(Stored items from a collection)
-------------------------
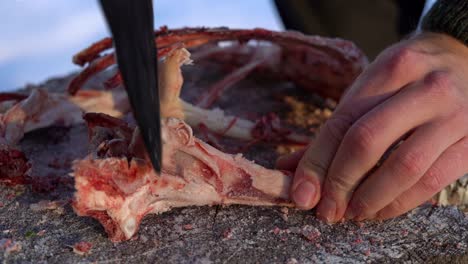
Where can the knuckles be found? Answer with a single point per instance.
(410, 164)
(398, 59)
(440, 84)
(361, 138)
(433, 182)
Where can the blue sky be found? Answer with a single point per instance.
(39, 37)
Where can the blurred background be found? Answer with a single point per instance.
(39, 37)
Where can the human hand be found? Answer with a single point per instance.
(416, 90)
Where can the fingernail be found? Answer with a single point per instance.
(303, 194)
(327, 210)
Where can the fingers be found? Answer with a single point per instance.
(450, 166)
(368, 139)
(404, 167)
(380, 81)
(289, 162)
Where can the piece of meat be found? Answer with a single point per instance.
(119, 187)
(40, 109)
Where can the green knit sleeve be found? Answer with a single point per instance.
(449, 17)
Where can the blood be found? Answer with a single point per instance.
(13, 167)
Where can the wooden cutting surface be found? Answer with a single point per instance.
(34, 231)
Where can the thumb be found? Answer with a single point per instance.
(314, 164)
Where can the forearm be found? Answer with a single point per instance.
(449, 17)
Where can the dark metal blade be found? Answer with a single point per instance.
(132, 26)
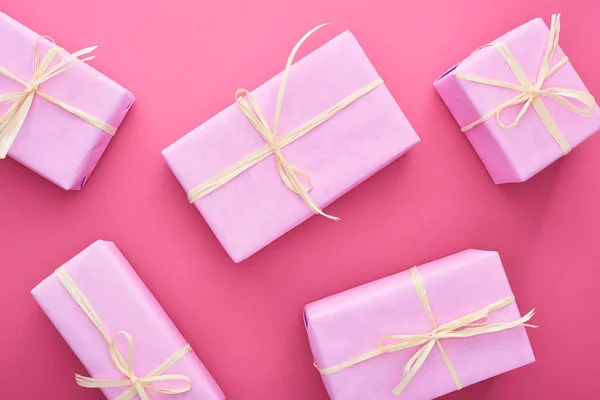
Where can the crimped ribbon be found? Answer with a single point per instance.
(290, 174)
(137, 386)
(531, 94)
(474, 324)
(45, 68)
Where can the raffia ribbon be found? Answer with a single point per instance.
(474, 324)
(531, 94)
(45, 68)
(137, 386)
(290, 174)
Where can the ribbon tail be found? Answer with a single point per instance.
(93, 383)
(449, 365)
(131, 393)
(413, 366)
(11, 123)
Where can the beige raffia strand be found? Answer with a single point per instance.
(474, 324)
(290, 174)
(137, 386)
(531, 94)
(45, 68)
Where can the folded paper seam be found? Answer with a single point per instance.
(531, 94)
(137, 385)
(474, 324)
(45, 68)
(290, 174)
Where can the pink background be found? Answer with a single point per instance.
(184, 60)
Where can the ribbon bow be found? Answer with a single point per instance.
(531, 93)
(474, 324)
(290, 174)
(45, 68)
(137, 386)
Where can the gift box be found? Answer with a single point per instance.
(68, 115)
(339, 125)
(119, 332)
(420, 333)
(520, 102)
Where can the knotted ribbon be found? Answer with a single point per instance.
(531, 93)
(45, 68)
(290, 174)
(474, 324)
(137, 386)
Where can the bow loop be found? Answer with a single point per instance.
(531, 94)
(473, 324)
(46, 67)
(293, 178)
(135, 385)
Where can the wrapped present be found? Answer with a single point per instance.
(57, 114)
(520, 102)
(421, 333)
(105, 312)
(279, 154)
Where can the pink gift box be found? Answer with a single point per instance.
(256, 208)
(349, 324)
(123, 303)
(56, 144)
(518, 154)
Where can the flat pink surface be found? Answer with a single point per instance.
(183, 60)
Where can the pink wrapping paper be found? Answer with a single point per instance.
(518, 154)
(123, 303)
(52, 142)
(351, 323)
(256, 208)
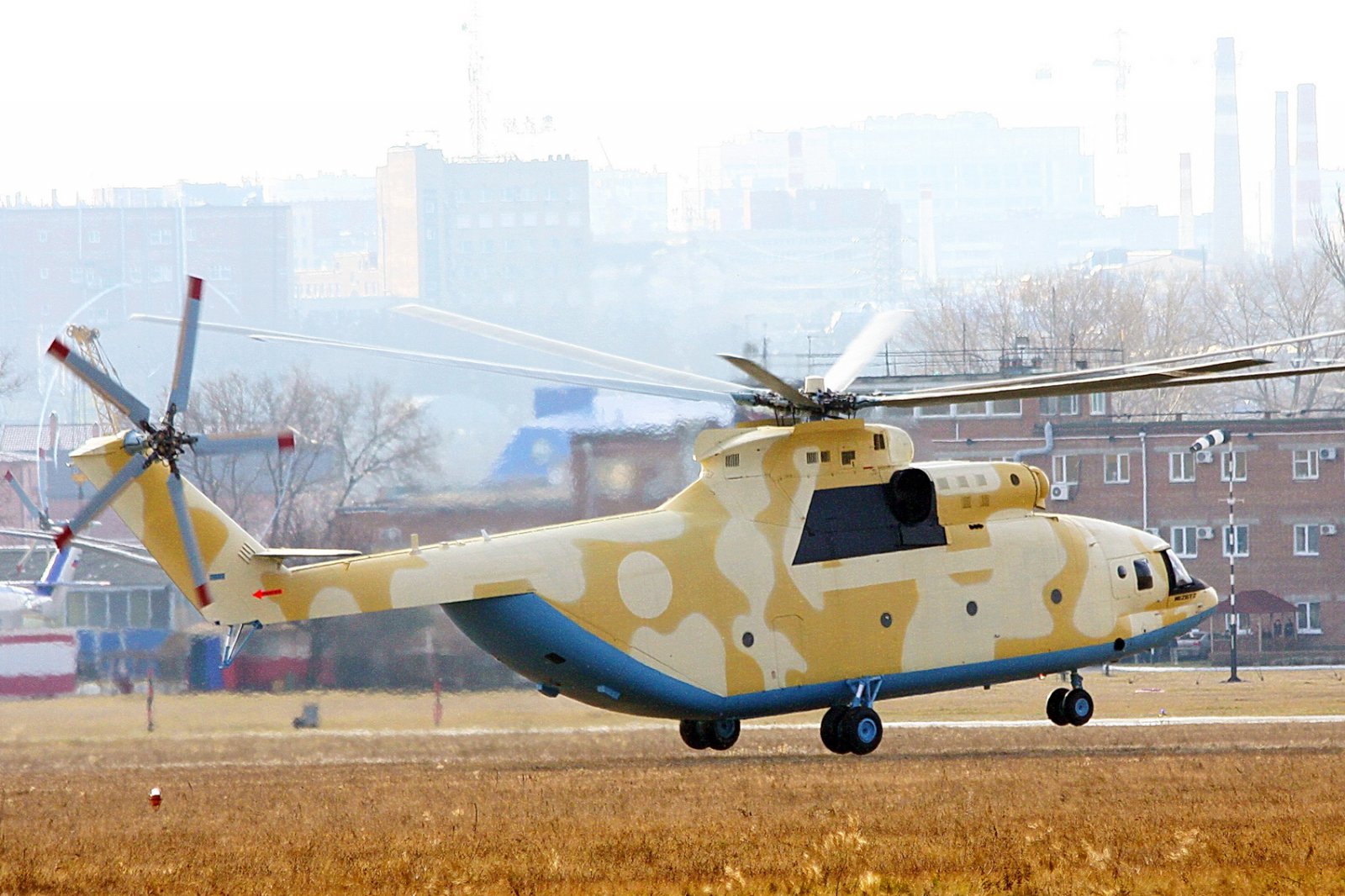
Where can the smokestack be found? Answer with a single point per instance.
(928, 260)
(1187, 210)
(1308, 177)
(1282, 241)
(1226, 239)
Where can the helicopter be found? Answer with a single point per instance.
(814, 564)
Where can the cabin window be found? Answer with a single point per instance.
(1143, 575)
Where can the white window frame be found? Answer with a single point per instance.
(1306, 465)
(1243, 535)
(1187, 546)
(1309, 611)
(1239, 461)
(1308, 540)
(1116, 468)
(1181, 466)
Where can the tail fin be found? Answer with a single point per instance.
(226, 548)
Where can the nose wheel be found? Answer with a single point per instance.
(1069, 705)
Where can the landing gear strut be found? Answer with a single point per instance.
(1069, 705)
(717, 734)
(857, 728)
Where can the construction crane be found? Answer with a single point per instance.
(109, 419)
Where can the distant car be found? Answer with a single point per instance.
(1194, 645)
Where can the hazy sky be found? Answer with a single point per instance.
(140, 94)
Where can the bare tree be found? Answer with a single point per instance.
(351, 439)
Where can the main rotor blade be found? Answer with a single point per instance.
(862, 349)
(101, 382)
(188, 539)
(768, 380)
(186, 347)
(105, 495)
(531, 373)
(567, 350)
(1118, 382)
(24, 499)
(242, 443)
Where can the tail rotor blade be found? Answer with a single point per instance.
(105, 495)
(188, 539)
(862, 350)
(101, 382)
(244, 443)
(186, 346)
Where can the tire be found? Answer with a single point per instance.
(831, 730)
(1079, 707)
(1056, 705)
(861, 730)
(693, 734)
(720, 734)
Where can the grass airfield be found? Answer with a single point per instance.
(520, 794)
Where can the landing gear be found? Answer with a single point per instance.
(852, 730)
(1073, 705)
(719, 734)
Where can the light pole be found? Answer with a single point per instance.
(1205, 443)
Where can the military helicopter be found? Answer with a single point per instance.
(811, 566)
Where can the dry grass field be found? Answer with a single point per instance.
(518, 794)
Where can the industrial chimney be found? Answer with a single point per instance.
(1227, 225)
(1282, 226)
(1308, 175)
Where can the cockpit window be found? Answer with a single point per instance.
(1143, 575)
(1180, 576)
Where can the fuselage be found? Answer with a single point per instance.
(804, 562)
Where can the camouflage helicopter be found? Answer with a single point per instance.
(811, 566)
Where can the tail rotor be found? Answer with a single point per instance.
(163, 441)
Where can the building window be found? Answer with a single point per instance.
(1181, 466)
(1184, 541)
(1235, 461)
(1062, 405)
(1306, 540)
(1305, 463)
(1309, 620)
(1116, 468)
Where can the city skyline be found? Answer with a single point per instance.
(282, 92)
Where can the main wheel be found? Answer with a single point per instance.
(693, 734)
(1078, 708)
(831, 730)
(1056, 705)
(720, 734)
(861, 730)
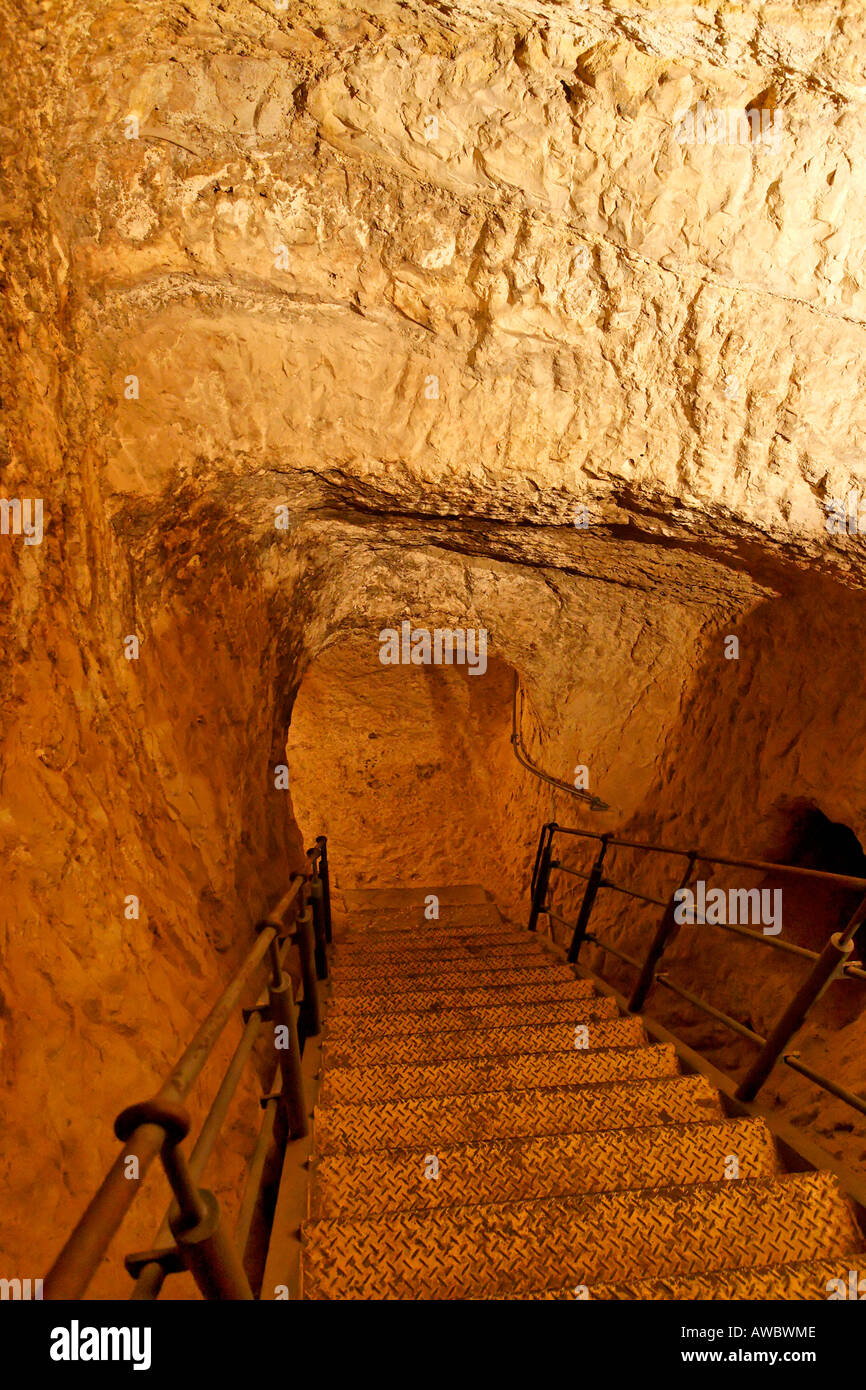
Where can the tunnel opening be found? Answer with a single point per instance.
(407, 769)
(811, 840)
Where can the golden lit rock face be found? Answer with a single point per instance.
(435, 278)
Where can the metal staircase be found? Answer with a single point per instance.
(491, 1126)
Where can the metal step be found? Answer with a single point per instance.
(556, 987)
(462, 1119)
(428, 1047)
(499, 957)
(363, 1084)
(410, 918)
(791, 1282)
(366, 1027)
(353, 1186)
(424, 957)
(467, 976)
(609, 1237)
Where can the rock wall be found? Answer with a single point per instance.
(316, 320)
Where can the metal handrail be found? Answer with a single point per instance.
(523, 758)
(827, 966)
(157, 1126)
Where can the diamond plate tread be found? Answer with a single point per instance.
(487, 1115)
(427, 1047)
(788, 1283)
(355, 1186)
(363, 1026)
(362, 1084)
(442, 950)
(346, 982)
(453, 997)
(431, 933)
(609, 1237)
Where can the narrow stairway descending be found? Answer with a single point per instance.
(489, 1125)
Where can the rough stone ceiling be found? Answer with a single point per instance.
(327, 207)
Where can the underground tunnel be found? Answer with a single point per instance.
(431, 542)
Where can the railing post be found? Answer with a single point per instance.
(542, 877)
(542, 836)
(306, 950)
(319, 925)
(585, 909)
(666, 929)
(325, 883)
(195, 1214)
(282, 1015)
(827, 965)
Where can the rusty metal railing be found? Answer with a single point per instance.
(523, 758)
(192, 1235)
(829, 965)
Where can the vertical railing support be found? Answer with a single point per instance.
(666, 930)
(325, 883)
(542, 877)
(542, 837)
(317, 902)
(282, 1015)
(585, 908)
(306, 951)
(827, 965)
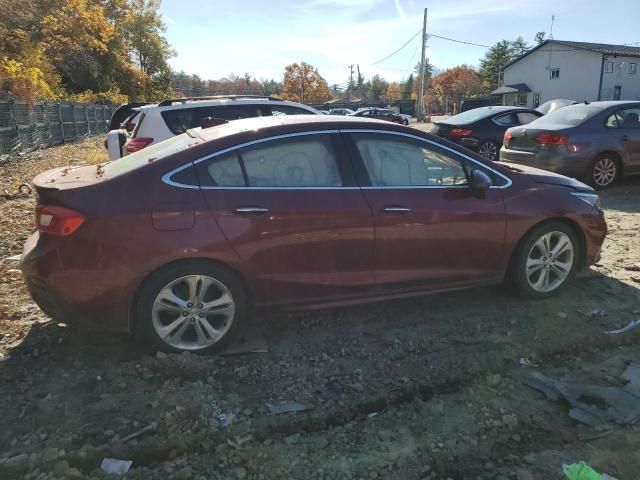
-------------------------
### [Direction]
Write out everything from the line containing "Where can the pink wrapping" down to the line containing "(1205, 443)", both included, keeping the requests unchanged but multiplying each point coordinate in the answers by 0.8 and rounding to whole numbers, with halves going up. Leave the pictures out of your answer.

### [Finished task]
Where can the pink wrapping paper be found? Answer with a single point per instance.
(414, 123)
(98, 242)
(42, 114)
(281, 258)
(205, 166)
Where can the smokestack be found? Answer with a single point per instance.
(742, 208)
(950, 168)
(1046, 142)
(1026, 193)
(981, 191)
Where can the helicopter be found? Answer with a single point per instance.
(651, 451)
Where can the cabin window be found? Answer with a single point per instance.
(914, 460)
Where can the white window frame be found? Answer with a single point per instance.
(1045, 372)
(994, 428)
(950, 437)
(1047, 489)
(991, 369)
(1046, 432)
(893, 374)
(945, 373)
Where can the tail fin be found? Answer with a single point per instance.
(181, 438)
Where can the nose wheel be found? Answer with a single point per instance.
(855, 564)
Where can the landing gear strut be found? Answer with a single point per instance.
(855, 564)
(574, 587)
(686, 582)
Where can the construction crane be found? Answer with a single point per instance.
(87, 335)
Where can the distant car be found? Answer with a single point per instance.
(955, 516)
Where can the hazy sky be found? Answer with a single point per instance.
(112, 75)
Where can the bare tree be found? Answer with a single point per instance.
(281, 351)
Where can the main rotor blade be found? Answer with a single point per instance.
(690, 279)
(81, 306)
(150, 431)
(614, 304)
(149, 278)
(84, 396)
(425, 298)
(454, 280)
(894, 306)
(19, 399)
(194, 354)
Where can the tail rotor blade be found? Answer with a single point per instance.
(84, 396)
(150, 431)
(690, 280)
(81, 306)
(195, 354)
(149, 277)
Where can the tire be found? Answer with a single point per instance.
(665, 584)
(863, 566)
(845, 564)
(689, 584)
(554, 587)
(576, 587)
Where can the grass airfield be found? Answer with a single point per instance.
(416, 635)
Where can the landing gear be found? Answer with a single point per instance.
(682, 584)
(858, 564)
(575, 587)
Where can the light pole be found? Answer with a single point per instance.
(964, 354)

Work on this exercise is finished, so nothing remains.